Problems and tasks →
**1.** Answer these questions about the monitoring excerpt:
(a) How much RAM does the classic self-hosted stack use?
(b) According to the trace, what was the bottleneck when the Kafka message got stuck?
(c) What TTFT did tracking show for local Ollama models and for the Gemini API?
**2.** In the monitoring excerpt, reproduce word for word the part that begins with the words "3. Cost tracking" and ends with "at 50 tokens/sec.".

Excerpt →
************

The classic self-hosted stack (Prometheus scraping metrics, Loki for logs, local Grafana) is 300-500MB of RAM. Grafana Cloud with OTLP exporters eliminates this overhead entirely — you get the Grafana UI without running the storage layer.

2. Traces > Logs for debugging async workflows

When a Kafka message gets stuck, logs show:

10:23:45 [INFO] Message sent to Kafka
10:23:50 [INFO] Consumer received message

Traces show:

kafka.send_message: 380ms
  ├─ ssl_handshake: 320ms (!)
  └─ produce: 60ms
kafka_consumer.process_message: 1.2s
  ├─ llm.generate: 1.1s
  └─ db.write_answer: 90ms

The SSL handshake was the bottleneck — not the message queue, not the database, not the LLM. Logs would never reveal this.

3. Cost tracking prevents surprises

Without metrics, I assumed Gemini was cheap but had no proof. After adding llm.cost_usd, I discovered:

Average request: $0.0002
Peak day (100 requests): $0.02
Monthly projection: $0.60

This is 0.3% of Gemini's $200 free credit. I could 300× my traffic before paying a cent. That context matters when deciding whether to optimize token usage.

4. TTFT is the metric that matters

Token throughput (tokens/second) is interesting. TTFT (time-to-first-token) is what users feel. A chatbot that takes 2 seconds to start responding but then streams 100 tokens/sec feels slower than one that starts in 200ms at 50 tokens/sec.

Tracking TTFT revealed that local Ollama models are slower (2-4s) compared to Gemini API (800ms). That insight drove the decision to default to Gemini and treat Ollama as a fallback.

************

Given information →
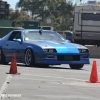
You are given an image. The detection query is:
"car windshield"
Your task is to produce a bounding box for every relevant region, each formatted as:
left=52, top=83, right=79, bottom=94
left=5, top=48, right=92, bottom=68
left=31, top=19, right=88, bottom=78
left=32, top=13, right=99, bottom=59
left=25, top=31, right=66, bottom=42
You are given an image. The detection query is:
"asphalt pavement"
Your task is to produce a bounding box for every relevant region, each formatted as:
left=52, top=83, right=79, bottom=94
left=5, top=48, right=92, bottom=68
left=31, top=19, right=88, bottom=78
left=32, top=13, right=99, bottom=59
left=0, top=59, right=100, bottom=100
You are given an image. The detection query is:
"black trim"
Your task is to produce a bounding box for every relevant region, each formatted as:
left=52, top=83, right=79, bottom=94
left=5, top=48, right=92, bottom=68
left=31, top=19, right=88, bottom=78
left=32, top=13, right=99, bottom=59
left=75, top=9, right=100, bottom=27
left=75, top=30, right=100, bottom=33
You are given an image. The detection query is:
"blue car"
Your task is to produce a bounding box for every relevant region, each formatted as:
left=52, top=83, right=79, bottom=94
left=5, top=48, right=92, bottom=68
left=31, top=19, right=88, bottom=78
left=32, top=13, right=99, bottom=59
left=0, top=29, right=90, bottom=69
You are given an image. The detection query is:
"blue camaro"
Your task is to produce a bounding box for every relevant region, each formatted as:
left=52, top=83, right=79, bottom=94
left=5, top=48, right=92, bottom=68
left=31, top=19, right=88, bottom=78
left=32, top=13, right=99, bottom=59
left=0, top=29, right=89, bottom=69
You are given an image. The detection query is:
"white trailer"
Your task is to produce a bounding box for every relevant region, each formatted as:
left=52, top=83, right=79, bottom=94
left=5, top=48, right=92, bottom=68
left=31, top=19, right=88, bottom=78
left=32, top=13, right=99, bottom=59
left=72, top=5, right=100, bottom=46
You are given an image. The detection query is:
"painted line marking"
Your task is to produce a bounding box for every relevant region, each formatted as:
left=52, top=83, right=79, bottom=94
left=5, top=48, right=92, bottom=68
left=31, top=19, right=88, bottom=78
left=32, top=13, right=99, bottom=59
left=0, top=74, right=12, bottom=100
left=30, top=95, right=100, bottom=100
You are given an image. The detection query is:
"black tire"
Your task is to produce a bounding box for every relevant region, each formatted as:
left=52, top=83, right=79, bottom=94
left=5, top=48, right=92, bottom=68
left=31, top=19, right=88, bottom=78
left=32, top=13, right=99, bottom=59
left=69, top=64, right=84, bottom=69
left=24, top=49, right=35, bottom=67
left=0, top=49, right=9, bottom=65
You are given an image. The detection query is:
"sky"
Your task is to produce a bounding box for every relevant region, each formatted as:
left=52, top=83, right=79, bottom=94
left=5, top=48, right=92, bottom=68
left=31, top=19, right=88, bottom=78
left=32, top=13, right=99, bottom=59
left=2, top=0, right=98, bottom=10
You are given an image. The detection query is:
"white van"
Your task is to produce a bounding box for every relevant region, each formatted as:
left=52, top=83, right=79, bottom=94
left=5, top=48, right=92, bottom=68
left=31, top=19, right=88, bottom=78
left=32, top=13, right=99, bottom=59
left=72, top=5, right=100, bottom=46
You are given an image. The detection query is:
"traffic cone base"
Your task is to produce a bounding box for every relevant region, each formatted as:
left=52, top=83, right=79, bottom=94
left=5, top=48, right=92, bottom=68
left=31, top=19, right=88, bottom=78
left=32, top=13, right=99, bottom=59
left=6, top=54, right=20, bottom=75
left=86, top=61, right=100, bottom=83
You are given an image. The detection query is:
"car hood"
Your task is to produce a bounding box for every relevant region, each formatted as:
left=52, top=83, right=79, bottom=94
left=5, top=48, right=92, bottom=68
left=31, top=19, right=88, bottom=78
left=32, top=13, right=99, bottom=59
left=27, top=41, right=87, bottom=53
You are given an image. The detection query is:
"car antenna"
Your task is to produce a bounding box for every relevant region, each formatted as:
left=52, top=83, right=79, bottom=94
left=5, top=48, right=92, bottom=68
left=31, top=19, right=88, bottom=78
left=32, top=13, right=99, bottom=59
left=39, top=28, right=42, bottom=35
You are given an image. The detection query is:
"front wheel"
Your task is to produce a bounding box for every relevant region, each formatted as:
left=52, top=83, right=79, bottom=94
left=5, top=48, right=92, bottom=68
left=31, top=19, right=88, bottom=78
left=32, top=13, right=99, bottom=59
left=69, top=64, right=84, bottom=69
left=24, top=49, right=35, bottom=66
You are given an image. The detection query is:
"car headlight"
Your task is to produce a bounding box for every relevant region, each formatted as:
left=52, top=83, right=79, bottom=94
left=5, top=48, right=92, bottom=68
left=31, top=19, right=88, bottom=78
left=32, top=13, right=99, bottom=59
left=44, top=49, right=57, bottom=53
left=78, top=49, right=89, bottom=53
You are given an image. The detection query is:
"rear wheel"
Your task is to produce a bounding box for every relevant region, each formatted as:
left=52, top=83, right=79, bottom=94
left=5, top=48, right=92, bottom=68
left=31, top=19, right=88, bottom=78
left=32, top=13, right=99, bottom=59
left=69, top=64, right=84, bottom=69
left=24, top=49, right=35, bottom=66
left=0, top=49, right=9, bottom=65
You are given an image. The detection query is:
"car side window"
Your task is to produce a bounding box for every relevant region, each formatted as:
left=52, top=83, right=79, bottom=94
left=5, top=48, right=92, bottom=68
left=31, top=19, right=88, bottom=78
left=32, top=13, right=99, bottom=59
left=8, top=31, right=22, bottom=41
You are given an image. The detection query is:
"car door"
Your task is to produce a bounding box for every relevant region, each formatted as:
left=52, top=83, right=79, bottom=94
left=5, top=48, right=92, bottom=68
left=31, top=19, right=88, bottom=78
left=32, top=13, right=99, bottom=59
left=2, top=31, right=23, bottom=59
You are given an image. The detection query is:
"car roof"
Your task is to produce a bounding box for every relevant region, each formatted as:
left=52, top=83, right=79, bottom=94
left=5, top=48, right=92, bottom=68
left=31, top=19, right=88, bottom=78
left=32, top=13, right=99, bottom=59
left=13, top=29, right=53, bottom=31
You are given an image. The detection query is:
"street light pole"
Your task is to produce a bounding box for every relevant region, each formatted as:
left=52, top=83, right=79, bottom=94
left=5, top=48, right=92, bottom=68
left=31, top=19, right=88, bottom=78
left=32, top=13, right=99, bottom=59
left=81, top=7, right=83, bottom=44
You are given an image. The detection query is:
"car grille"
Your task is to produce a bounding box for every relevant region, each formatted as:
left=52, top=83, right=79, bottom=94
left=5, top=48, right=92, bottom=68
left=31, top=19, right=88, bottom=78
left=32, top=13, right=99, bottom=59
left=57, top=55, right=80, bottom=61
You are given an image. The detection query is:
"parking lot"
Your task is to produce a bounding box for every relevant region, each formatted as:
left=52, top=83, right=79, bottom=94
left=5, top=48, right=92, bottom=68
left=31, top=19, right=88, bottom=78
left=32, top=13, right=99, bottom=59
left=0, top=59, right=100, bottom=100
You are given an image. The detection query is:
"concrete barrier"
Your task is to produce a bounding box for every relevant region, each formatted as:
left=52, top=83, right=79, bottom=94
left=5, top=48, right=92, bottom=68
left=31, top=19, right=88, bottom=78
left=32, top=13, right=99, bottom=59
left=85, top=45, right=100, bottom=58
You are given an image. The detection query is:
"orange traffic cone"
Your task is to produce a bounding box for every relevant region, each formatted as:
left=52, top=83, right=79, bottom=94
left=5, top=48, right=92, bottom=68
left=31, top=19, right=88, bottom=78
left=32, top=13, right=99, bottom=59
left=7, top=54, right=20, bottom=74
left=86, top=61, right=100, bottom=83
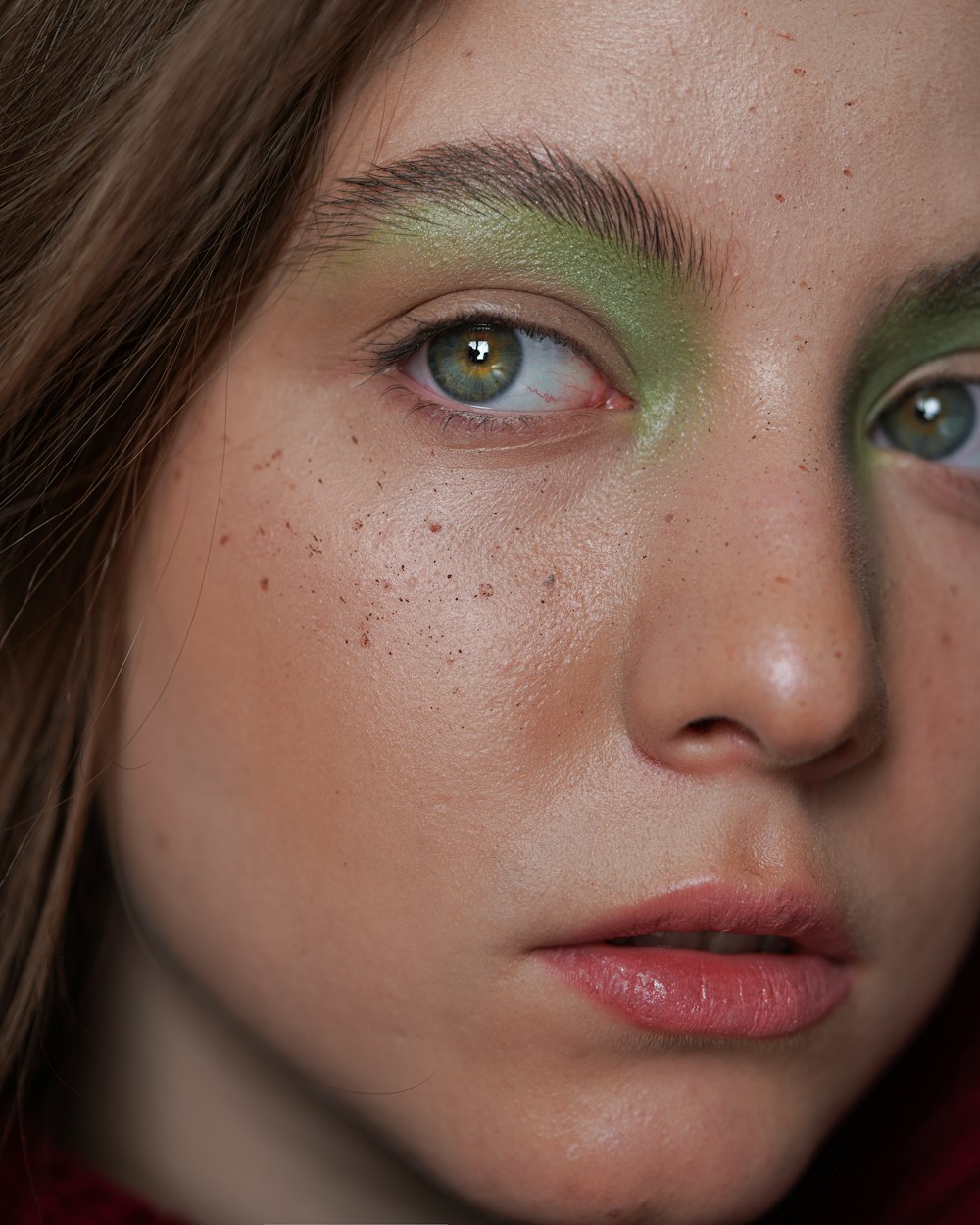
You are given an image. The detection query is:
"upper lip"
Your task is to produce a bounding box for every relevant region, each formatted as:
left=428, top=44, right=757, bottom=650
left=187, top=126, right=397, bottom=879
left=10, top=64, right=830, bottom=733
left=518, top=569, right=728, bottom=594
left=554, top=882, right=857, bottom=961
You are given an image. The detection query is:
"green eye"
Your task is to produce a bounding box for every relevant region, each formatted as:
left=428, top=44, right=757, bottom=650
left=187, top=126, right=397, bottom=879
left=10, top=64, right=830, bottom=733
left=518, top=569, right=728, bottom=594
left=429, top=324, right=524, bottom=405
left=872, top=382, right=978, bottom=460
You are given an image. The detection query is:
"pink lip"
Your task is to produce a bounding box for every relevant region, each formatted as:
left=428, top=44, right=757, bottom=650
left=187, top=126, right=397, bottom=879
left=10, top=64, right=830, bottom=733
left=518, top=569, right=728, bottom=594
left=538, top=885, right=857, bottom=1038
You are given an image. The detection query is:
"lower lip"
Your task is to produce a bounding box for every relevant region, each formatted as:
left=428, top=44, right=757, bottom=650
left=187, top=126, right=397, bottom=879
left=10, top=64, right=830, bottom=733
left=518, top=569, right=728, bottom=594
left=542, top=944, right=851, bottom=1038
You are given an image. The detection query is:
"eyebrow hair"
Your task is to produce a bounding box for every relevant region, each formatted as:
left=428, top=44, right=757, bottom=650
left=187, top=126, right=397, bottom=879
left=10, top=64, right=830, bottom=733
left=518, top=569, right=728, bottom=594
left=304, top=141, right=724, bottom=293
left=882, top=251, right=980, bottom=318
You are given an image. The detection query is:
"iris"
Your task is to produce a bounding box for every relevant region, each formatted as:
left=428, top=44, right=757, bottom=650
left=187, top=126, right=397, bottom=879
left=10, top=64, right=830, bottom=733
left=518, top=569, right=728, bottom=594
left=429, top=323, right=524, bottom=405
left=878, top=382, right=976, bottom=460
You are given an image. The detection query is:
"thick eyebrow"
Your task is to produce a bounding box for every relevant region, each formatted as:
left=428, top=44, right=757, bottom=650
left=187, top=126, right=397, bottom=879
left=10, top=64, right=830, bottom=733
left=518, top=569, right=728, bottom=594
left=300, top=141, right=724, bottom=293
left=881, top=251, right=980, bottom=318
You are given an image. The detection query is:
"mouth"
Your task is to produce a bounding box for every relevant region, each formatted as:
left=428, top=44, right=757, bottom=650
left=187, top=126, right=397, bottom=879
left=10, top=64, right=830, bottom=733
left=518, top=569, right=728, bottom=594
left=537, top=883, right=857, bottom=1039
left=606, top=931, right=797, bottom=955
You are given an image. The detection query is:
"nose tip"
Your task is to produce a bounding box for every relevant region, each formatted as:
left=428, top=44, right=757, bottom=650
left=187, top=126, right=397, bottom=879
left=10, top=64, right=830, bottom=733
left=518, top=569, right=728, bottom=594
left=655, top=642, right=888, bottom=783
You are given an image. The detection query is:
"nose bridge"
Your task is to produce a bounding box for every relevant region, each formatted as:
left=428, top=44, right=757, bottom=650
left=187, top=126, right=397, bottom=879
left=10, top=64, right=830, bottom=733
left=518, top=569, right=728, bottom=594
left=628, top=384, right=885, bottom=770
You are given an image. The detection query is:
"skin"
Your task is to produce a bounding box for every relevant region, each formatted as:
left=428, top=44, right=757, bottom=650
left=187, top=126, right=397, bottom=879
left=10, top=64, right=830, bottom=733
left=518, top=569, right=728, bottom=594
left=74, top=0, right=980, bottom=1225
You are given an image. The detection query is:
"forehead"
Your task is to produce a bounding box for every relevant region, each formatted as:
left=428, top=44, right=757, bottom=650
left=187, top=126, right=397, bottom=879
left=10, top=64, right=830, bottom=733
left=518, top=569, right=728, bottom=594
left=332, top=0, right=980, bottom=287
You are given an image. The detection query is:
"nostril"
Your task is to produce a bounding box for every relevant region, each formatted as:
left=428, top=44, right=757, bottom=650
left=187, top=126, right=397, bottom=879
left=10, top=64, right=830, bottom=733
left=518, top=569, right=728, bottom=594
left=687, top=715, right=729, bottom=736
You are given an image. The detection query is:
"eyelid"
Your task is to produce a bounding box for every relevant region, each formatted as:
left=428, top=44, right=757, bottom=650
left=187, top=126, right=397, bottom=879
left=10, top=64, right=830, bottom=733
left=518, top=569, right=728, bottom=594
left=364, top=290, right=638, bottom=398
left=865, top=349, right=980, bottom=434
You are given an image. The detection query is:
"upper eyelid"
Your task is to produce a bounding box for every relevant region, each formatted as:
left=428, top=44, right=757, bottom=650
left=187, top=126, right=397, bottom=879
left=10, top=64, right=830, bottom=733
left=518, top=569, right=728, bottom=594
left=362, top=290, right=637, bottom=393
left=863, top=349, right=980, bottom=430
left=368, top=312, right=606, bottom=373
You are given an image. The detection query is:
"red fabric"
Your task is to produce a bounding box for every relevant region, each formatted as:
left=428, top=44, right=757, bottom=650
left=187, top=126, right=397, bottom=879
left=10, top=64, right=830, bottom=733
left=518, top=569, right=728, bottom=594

************

Task results →
**1.**
(a) 300-500MB of RAM.
(b) The SSL handshake, at 320ms.
(c) Local Ollama models took 2-4s, and the Gemini API took 800ms.

**2.**
3. Cost tracking prevents surprises

Without metrics, I assumed Gemini was cheap but had no proof. After adding llm.cost_usd, I discovered:

Average request: $0.0002
Peak day (100 requests): $0.02
Monthly projection: $0.60

This is 0.3% of Gemini's $200 free credit. I could 300× my traffic before paying a cent. That context matters when deciding whether to optimize token usage.

4. TTFT is the metric that matters

Token throughput (tokens/second) is interesting. TTFT (time-to-first-token) is what users feel. A chatbot that takes 2 seconds to start responding but then streams 100 tokens/sec feels slower than one that starts in 200ms at 50 tokens/sec.